▶ [Requirement 1]:
Answer these questions from the passage on Igor characters in film:
(a) Which actor played the curator's henchman in House of Wax (1953)?
(b) For what purpose does Ygor want the Monster reanimated?
(c) Whom does Daniel serve in House of Frankenstein (1944)?
▶ [Requirement 2]: Rewrite the passage on Igor characters in film from "The second and" up to and including "the Monster's blood.", replacing "blacksmith" with "carpenter".
▶ [Requirement 3]:
State whether each statement agrees with the passage on Igor characters in film. Answer yes or no, and quote the words that decide it.
(a) Bela Lugosi portrays Ygor.
(b) The curator's henchman in House of Wax is a hunchback.
(c) The Romani dancer stays devoted to Daniel after she meets Lawrence Talbot.

In the horror film Mystery of the Wax Museum (1933), Ivan Igor is the name of the mad wax museum curator. The film was remade as House of Wax (1953), but the name Igor was given to the curator's henchman (Charles Bronson) rather than the curator himself. This character is deaf and mute, rather than a hunchback and his corresponding character in the original film was named "Hugo."

The second and third sequel films Son of Frankenstein (1939) and The Ghost of Frankenstein (1942) feature a character named Ygor, portrayed by Bela Lugosi. This character is neither a hunchback nor a lab assistant, but a blacksmith with a badly healed broken neck as the result of a botched hanging. He helps Wolf Frankenstein reanimate the Monster, so Ygor can use it as an instrument of vengeance against the townspeople who hanged him for grave robbing. He survives a gunshot wound and appears in the next film, in which his brain is placed in the Monster's body, but the body is rendered blind because Ygor's blood is not compatible with the Monster's blood.

Universal Studios actively cemented the idea of the hunchbacked assistant to the "mad scientist" in House of Frankenstein (1944), with J. Carrol Naish playing a hunchbacked lab assistant named Daniel, who serves the exiled Dr. Gustav Niemann (Boris Karloff). Niemann, after escaping from prison, attempts to replicate Dr. Frankenstein's experiments, continuing his macabre legacy of monster creation. He is similar to Quasimodo in that he falls for a Romani dancer, but she loses interest in him when she meets Lawrence Talbot.

[Saved data entries]
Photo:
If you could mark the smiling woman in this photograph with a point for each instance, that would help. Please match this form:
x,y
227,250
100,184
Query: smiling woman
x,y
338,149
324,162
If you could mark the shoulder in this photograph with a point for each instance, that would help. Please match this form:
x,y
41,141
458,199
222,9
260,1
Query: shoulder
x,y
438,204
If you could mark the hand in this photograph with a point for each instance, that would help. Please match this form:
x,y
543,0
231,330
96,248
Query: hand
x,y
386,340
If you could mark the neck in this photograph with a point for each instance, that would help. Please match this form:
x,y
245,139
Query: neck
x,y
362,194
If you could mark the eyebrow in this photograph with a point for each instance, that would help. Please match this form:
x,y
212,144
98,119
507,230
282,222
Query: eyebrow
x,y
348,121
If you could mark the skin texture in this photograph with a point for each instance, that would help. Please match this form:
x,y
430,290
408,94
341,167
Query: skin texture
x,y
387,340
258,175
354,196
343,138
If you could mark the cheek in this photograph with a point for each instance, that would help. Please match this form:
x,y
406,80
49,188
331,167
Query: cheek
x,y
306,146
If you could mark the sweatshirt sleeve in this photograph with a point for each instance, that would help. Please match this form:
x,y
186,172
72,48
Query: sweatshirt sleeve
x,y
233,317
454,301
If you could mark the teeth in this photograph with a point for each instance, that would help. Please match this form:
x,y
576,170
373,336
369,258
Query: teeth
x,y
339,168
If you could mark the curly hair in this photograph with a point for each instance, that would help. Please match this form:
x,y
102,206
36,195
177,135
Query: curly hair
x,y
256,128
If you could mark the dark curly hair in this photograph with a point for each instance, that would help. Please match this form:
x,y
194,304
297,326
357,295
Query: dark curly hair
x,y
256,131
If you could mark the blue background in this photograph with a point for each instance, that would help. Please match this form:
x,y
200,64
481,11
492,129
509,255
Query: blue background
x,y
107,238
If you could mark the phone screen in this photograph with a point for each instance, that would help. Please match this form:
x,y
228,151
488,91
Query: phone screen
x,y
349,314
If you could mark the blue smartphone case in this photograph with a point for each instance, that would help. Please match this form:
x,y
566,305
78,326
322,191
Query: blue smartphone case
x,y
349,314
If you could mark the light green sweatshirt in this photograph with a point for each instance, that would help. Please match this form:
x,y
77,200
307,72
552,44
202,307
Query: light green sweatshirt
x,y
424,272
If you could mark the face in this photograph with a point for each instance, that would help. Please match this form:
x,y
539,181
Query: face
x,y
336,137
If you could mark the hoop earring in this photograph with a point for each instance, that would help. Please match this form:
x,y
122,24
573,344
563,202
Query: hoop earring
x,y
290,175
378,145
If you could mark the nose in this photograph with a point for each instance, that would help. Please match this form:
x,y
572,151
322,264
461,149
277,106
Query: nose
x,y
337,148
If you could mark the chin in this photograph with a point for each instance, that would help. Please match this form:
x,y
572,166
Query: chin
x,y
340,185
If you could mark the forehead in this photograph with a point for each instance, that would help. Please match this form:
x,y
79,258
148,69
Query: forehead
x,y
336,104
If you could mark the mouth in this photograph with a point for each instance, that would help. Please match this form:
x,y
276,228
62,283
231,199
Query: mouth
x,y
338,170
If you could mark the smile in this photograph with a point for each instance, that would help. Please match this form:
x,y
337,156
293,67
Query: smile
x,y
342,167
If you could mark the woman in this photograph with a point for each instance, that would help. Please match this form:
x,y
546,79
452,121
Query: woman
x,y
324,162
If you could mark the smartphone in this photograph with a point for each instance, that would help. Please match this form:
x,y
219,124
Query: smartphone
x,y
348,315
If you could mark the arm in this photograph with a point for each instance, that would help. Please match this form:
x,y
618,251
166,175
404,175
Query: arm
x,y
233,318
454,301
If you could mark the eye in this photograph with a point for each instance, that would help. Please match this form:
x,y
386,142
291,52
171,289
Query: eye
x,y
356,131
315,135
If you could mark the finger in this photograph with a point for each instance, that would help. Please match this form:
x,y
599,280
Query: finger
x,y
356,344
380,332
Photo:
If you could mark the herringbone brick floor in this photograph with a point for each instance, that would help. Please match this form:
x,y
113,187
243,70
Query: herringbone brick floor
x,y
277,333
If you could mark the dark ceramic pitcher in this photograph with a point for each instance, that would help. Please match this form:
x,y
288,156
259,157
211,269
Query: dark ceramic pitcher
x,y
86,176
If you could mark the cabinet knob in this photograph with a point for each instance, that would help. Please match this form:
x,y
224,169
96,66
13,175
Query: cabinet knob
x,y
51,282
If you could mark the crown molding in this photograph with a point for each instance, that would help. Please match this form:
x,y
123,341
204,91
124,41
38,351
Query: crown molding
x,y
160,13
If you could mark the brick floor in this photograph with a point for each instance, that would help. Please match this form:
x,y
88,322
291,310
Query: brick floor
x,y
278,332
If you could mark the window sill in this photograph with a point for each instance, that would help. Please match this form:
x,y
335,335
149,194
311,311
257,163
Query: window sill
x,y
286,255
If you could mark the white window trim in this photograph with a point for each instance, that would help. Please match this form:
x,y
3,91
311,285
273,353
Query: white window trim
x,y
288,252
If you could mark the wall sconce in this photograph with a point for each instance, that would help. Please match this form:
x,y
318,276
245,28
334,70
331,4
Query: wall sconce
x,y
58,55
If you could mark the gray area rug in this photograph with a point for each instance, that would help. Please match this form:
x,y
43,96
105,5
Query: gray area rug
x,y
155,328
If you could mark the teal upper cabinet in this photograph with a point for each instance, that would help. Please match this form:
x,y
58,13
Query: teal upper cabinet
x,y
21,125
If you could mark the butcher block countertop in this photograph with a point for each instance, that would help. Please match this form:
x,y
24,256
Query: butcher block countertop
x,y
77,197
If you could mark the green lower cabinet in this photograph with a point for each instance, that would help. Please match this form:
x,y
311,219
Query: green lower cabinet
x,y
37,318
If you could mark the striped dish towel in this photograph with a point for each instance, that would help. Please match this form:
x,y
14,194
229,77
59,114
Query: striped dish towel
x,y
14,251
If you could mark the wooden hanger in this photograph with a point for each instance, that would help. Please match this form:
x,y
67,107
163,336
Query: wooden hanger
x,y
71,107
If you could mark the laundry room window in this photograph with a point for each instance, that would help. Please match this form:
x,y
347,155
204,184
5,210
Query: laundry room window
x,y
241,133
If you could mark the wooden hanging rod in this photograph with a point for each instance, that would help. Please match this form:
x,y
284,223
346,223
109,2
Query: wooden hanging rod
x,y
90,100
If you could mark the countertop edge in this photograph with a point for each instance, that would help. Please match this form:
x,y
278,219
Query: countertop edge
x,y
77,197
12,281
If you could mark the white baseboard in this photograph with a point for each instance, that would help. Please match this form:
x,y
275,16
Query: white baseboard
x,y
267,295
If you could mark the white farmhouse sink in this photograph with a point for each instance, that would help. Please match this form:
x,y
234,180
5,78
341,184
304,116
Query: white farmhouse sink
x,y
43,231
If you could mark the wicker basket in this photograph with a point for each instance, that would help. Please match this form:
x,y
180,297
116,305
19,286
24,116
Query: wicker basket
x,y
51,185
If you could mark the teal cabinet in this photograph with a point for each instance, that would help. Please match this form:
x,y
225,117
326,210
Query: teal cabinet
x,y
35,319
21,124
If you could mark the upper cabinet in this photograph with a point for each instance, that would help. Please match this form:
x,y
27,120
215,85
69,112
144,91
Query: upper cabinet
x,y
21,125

▶ [Written response 1]:
(a) Charles Bronson
(b) To use it as an instrument of vengeance against the townspeople who hanged him for grave robbing
(c) The exiled Dr. Gustav Niemann (Boris Karloff)

▶ [Written response 2]:
The second and third sequel films Son of Frankenstein (1939) and The Ghost of Frankenstein (1942) feature a character named Ygor, portrayed by Bela Lugosi. This character is neither a hunchback nor a lab assistant, but a carpenter with a badly healed broken neck as the result of a botched hanging. He helps Wolf Frankenstein reanimate the Monster, so Ygor can use it as an instrument of vengeance against the townspeople who hanged him for grave robbing. He survives a gunshot wound and appears in the next film, in which his brain is placed in the Monster's body, but the body is rendered blind because Ygor's blood is not compatible with the Monster's blood.

▶ [Written response 3]:
(a) Yes: "a character named Ygor, portrayed by Bela Lugosi"
(b) No: "This character is deaf and mute, rather than a hunchback"
(c) No: "she loses interest in him when she meets Lawrence Talbot"